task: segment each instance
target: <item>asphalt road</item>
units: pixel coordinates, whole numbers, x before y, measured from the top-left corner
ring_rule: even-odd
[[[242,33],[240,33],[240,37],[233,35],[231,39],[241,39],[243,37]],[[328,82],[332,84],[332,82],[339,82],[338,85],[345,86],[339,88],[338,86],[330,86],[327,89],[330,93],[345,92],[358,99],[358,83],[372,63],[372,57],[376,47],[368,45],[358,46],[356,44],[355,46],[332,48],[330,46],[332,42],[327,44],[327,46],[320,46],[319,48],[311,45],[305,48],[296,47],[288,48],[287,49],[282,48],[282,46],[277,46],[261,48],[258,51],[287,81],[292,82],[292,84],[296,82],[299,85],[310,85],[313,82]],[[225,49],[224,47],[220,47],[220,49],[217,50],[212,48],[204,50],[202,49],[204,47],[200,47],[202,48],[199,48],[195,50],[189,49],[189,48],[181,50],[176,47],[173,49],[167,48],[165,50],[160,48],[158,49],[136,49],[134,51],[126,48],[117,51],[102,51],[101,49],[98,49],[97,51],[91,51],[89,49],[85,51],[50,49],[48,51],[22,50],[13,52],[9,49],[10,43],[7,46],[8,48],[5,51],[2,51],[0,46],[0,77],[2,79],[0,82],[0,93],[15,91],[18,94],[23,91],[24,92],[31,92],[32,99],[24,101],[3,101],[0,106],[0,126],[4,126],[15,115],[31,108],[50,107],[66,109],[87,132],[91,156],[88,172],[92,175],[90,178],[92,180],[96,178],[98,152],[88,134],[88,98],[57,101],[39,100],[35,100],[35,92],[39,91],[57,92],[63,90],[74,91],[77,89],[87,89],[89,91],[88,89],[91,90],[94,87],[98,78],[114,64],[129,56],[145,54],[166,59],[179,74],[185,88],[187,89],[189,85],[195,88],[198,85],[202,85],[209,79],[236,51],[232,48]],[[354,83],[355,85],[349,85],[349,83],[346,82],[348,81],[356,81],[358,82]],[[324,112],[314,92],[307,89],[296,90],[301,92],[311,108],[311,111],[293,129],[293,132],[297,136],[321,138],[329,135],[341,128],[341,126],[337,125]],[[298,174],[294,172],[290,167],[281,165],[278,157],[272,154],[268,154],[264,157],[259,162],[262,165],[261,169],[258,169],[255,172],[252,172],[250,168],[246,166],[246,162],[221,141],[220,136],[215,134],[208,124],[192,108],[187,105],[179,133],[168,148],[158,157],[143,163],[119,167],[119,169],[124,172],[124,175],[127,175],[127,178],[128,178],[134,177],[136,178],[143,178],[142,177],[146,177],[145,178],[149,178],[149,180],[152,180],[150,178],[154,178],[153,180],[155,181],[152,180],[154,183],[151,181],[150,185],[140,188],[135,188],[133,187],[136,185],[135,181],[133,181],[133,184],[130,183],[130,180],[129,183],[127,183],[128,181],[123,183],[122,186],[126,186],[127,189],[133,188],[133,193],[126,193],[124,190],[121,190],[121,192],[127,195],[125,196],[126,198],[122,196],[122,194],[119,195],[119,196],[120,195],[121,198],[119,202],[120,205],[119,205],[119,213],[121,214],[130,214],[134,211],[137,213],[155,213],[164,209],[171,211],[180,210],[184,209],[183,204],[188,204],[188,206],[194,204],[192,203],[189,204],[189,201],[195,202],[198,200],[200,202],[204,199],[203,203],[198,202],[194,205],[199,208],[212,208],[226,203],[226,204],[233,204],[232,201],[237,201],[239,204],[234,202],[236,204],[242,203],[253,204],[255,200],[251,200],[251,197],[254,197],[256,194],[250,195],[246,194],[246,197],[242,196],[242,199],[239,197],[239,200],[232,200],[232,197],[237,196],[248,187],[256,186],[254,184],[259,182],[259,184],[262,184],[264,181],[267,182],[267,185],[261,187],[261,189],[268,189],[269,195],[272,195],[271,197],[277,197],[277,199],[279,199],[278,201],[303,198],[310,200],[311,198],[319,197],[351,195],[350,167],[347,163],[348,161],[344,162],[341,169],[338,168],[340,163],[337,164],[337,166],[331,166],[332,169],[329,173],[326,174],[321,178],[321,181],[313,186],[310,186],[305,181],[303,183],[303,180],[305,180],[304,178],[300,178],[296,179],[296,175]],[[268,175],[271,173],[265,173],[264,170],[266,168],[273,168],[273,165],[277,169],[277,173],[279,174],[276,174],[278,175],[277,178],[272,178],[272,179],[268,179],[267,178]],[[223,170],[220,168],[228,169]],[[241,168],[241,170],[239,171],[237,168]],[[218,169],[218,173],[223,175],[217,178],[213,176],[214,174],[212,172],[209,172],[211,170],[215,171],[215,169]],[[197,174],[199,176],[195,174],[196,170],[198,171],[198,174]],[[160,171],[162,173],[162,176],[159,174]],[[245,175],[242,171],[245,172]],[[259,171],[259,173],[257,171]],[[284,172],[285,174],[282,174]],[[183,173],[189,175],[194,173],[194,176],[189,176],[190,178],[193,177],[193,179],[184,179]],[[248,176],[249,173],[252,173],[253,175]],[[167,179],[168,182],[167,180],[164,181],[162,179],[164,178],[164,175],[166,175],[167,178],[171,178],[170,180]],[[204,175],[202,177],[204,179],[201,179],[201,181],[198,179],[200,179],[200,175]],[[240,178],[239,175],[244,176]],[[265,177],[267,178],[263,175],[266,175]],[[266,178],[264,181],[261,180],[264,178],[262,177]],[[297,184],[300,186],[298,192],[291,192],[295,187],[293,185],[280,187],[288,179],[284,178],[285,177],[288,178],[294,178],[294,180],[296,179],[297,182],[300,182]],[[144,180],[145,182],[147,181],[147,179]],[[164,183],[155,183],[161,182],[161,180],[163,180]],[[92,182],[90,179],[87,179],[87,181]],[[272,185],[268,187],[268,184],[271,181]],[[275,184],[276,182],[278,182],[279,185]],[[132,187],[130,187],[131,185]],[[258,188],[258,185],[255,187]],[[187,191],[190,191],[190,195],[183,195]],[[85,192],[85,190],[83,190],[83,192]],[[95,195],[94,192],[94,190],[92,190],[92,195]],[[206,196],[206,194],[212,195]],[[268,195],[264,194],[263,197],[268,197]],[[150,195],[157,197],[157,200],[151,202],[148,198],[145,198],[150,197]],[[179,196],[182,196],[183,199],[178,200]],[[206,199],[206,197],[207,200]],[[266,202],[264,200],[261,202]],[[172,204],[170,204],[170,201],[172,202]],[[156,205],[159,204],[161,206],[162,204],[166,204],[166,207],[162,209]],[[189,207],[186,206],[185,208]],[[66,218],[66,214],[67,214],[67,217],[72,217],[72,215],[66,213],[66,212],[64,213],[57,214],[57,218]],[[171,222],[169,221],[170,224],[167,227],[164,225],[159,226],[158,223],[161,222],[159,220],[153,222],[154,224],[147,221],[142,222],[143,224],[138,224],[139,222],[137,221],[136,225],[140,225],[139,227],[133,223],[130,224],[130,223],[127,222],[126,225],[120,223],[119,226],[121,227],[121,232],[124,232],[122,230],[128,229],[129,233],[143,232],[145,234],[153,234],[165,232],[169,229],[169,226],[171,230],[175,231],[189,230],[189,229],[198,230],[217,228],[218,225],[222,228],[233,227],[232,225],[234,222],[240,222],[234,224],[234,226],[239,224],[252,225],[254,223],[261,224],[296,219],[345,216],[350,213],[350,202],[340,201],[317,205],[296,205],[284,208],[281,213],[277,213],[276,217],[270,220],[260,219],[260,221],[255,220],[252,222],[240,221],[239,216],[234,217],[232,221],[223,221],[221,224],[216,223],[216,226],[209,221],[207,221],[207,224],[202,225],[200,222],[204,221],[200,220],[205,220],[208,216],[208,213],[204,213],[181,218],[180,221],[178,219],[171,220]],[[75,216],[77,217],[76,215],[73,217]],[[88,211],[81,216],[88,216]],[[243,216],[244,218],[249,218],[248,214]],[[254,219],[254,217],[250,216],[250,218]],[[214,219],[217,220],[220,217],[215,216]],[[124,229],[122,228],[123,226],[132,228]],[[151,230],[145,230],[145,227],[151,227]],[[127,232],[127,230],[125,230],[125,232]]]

--------------------------------------------------

Request> Return the data from its first line through the line containing "ring_rule: even-odd", copying each line without any change.

Solved problem>
task: segment each instance
target: <item>asphalt road</item>
units: pixel coordinates, whole numbers, x before y, measured from the top-left corner
ring_rule: even-odd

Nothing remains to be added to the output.